▸ **Reading text**:
## Begin

The company said talks with federal officials to secure more subsidies through the Inflation Reduction Act have stalled.

“We will continue to work with our stakeholders to explore all options to improve our near-term projects, including continued dialogue about ITC (Investment Tax Credit) qualification, OREC (Offshore Renewable Energy Credit) adjustment, and other business-case adjustments,’’ said David Hardy, executive vice president and CEO of Region Americas at Orsted.

The company could get up to 30% in tax credits through the Inflation Reduction Act. OREC refers to a state subsidy paid for by ratepayers.

In July, federal regulators approved construction to start on Orsted’s Ocean Wind 1, saying it would create 3,000 jobs and help the Biden Administration reach its goal of 30 gigawatts of offshore wind energy by 2030.

New Jersey lawmakers also recently passed a bill granting an exception to Orsted, allowing it to keep tax breaks that it had promised to give back to ratepayers to compensate for the associated increased cost of electricity.

## End

▸ **Set problem a**:
Write out the offshore wind passage again in full, word for word.
The offshore wind passage and the rows below come from unrelated sources.

▸ **Exercise materials**:
## Begin

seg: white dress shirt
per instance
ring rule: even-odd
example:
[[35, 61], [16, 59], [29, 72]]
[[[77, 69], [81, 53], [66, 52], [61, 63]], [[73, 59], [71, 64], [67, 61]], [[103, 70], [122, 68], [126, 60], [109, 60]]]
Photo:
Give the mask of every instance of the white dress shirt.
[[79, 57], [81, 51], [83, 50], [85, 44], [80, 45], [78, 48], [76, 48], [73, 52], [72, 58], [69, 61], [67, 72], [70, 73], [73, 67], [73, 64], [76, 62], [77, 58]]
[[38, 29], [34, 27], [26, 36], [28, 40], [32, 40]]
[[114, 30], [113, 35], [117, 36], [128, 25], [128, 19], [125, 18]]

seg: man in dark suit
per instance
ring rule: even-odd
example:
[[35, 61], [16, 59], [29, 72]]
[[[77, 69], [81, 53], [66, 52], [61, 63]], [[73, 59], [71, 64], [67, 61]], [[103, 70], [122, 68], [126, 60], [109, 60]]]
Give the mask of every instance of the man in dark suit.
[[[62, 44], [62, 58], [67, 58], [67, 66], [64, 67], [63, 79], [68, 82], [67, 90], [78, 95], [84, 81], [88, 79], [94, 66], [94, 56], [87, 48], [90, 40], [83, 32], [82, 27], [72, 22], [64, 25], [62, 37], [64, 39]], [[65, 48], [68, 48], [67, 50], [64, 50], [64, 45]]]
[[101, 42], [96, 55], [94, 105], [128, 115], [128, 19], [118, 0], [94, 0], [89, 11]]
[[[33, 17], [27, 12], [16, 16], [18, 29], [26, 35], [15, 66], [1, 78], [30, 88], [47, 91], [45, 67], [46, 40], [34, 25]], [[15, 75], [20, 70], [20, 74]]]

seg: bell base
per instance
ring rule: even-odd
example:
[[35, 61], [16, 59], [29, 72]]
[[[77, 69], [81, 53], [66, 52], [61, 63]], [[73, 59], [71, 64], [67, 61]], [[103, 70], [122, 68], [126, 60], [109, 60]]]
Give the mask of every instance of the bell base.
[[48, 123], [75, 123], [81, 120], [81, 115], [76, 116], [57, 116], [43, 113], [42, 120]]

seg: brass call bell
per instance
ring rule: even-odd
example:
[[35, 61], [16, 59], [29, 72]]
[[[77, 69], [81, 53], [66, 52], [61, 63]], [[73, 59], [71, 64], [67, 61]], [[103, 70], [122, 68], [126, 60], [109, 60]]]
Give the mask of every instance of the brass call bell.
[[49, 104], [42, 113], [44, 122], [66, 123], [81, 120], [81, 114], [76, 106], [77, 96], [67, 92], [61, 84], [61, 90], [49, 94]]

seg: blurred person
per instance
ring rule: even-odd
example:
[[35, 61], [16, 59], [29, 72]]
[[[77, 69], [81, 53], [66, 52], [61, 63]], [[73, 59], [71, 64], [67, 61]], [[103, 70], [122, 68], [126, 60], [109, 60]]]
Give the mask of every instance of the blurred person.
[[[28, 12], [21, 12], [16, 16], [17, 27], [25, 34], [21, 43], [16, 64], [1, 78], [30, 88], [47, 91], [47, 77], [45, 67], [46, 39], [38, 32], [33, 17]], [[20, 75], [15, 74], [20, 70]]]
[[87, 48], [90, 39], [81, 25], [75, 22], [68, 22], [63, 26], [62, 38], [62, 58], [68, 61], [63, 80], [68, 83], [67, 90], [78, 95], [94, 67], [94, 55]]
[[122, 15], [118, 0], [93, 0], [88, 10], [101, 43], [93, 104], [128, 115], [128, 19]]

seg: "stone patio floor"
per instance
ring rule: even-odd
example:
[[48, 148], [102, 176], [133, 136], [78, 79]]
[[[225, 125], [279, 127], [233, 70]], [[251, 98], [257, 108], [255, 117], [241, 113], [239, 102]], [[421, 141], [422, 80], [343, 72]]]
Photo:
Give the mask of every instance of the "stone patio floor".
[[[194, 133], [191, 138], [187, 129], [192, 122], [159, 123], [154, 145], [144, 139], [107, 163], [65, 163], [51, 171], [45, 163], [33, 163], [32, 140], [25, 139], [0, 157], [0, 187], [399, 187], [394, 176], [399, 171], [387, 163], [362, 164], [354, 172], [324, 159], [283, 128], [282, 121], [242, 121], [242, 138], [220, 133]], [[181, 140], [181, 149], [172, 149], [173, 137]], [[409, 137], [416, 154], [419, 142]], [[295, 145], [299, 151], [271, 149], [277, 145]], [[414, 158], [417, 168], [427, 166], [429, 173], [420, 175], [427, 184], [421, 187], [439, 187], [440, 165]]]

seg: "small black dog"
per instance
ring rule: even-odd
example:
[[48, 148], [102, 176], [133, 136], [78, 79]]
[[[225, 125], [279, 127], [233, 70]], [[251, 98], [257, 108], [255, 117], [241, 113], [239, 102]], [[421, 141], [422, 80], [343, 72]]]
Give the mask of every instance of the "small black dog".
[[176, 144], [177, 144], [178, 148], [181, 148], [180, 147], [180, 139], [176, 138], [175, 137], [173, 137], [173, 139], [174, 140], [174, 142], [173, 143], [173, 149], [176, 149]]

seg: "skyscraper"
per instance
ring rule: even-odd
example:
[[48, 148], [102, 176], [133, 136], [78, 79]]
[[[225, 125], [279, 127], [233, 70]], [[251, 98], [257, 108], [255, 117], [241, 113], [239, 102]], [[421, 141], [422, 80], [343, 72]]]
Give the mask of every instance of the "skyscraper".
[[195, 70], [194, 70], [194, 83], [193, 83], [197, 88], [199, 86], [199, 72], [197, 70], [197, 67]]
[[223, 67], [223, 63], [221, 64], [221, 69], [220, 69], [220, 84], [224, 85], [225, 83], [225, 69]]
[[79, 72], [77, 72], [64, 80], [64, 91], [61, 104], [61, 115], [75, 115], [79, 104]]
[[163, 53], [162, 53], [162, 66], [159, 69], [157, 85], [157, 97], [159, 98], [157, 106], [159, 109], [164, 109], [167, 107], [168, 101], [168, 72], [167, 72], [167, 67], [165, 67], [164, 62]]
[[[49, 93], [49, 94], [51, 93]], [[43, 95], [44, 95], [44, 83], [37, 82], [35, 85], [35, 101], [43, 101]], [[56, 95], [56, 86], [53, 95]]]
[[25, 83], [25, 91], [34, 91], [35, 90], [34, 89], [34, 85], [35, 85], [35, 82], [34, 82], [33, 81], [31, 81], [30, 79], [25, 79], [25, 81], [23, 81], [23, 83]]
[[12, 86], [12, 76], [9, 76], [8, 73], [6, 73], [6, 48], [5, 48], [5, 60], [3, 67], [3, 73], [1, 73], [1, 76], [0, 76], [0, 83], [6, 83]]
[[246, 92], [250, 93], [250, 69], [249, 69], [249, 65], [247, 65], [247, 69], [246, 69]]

## End

▸ **Set problem b**:
Arrange the rows as a numbered list, from the first row up to and including the line that contains "19], [125, 18]]", leaving out blank lines.

▸ **Full answer a**:
The company said talks with federal officials to secure more subsidies through the Inflation Reduction Act have stalled.

“We will continue to work with our stakeholders to explore all options to improve our near-term projects, including continued dialogue about ITC (Investment Tax Credit) qualification, OREC (Offshore Renewable Energy Credit) adjustment, and other business-case adjustments,’’ said David Hardy, executive vice president and CEO of Region Americas at Orsted.

The company could get up to 30% in tax credits through the Inflation Reduction Act. OREC refers to a state subsidy paid for by ratepayers.

In July, federal regulators approved construction to start on Orsted’s Ocean Wind 1, saying it would create 3,000 jobs and help the Biden Administration reach its goal of 30 gigawatts of offshore wind energy by 2030.

New Jersey lawmakers also recently passed a bill granting an exception to Orsted, allowing it to keep tax breaks that it had promised to give back to ratepayers to compensate for the associated increased cost of electricity.

▸ **Full answer b**:
1. seg: white dress shirt
2. per instance
3. ring rule: even-odd
4. example:
5. [[35, 61], [16, 59], [29, 72]]
6. [[[77, 69], [81, 53], [66, 52], [61, 63]], [[73, 59], [71, 64], [67, 61]], [[103, 70], [122, 68], [126, 60], [109, 60]]]
7. Photo:
8. Give the mask of every instance of the white dress shirt.
9. [[79, 57], [81, 51], [83, 50], [85, 44], [80, 45], [78, 48], [76, 48], [73, 52], [72, 58], [69, 61], [67, 72], [70, 73], [73, 67], [73, 64], [76, 62], [77, 58]]
10. [[38, 29], [34, 27], [26, 36], [28, 40], [32, 40]]
11. [[114, 30], [113, 35], [117, 36], [128, 25], [128, 19], [125, 18]]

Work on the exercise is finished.